Etapas do exercício
a) Responda com base no texto sobre injúria racial em Juiz de Fora:
(i) Qual órgão forneceu o dado referente a janeiro a setembro de 2021?
(ii) Quantas ocorrências de injúria racial foram registradas em 2017?
(iii) Quantas denúncias de crimes de racismo foram relatadas em 2020?
b) Liste todos os motivos de ofensa citados na definição de injúria racial do texto sobre injúria racial em Juiz de Fora.

Texto fornecido

◆ ◆ ◆ ◆ ◆

Crescem registros de injúria racial em Juiz de Fora
De janeiro a setembro deste ano, foram 17 casos, mas há subnotificação e ativistas alertam para necessidade de não se calar diante de crimes
Este ano, em Juiz de Fora, 17 pessoas registraram ocorrência de injúria racial – quando alguém sofre ofensa com base em sua cor, raça, religião, idade, deficiência, entre outros. O dado mais recente diz respeito ao período entre janeiro e setembro de 2021 e foi fornecido pela Secretaria de Estado de Justiça e Segurança Pública de Minas Gerais (Sejusp). Em números absolutos, o aumento é de apenas seis casos na comparação com o mesmo período de 2020, mas em termos percentuais representa um aumento de 54,54%, considerando que foram registradas 11 denúncias entre janeiro e setembro do ano passado, conforme a Sejusp.
O aumento de denúncia contra injúria racial tem sido observado nos últimos cinco anos na cidade. Em 2016, foram registradas nove ocorrências. Em 2017, o número caiu para cinco, mas em 2018 voltou a subir, chegando a oito casos. No ano seguinte, o registro também foi maior, 15. Em 2020, o total foi de 14, e a tendência é de aumento para 2021, uma vez que, em apenas nove meses, a soma de denúncias apresentadas até agora foi de 17. Entre 2016 e 2020, o aumento foi de 55% das denúncias.
Além do aumento de casos de injúria racial, foi observado, também, um crescimento no número de denúncias de crimes de racismo. Dados da Sejusp apontam que, em 2020, foram relatadas 12 ocorrências, contra apenas duas registradas ao longo do ano anterior, em 2019. Já em 2021, o número é menor, os dados mais recentes apontam para quatro denúncias de crimes de racismo entre janeiro e setembro deste ano.

◆ ◆ ◆ ◆ ◆

Dados coletados
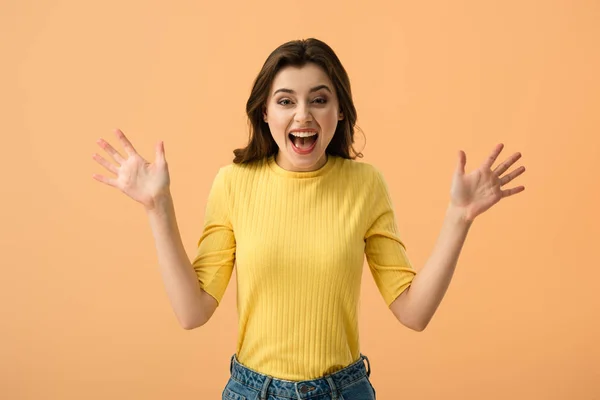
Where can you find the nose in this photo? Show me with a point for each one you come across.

◆ ◆ ◆ ◆ ◆

Respostas por tarefa
a)
(i) A Secretaria de Estado de Justiça e Segurança Pública de Minas Gerais (Sejusp).
(ii) Cinco.
(iii) Doze.

b) Cor, raça, religião, idade e deficiência.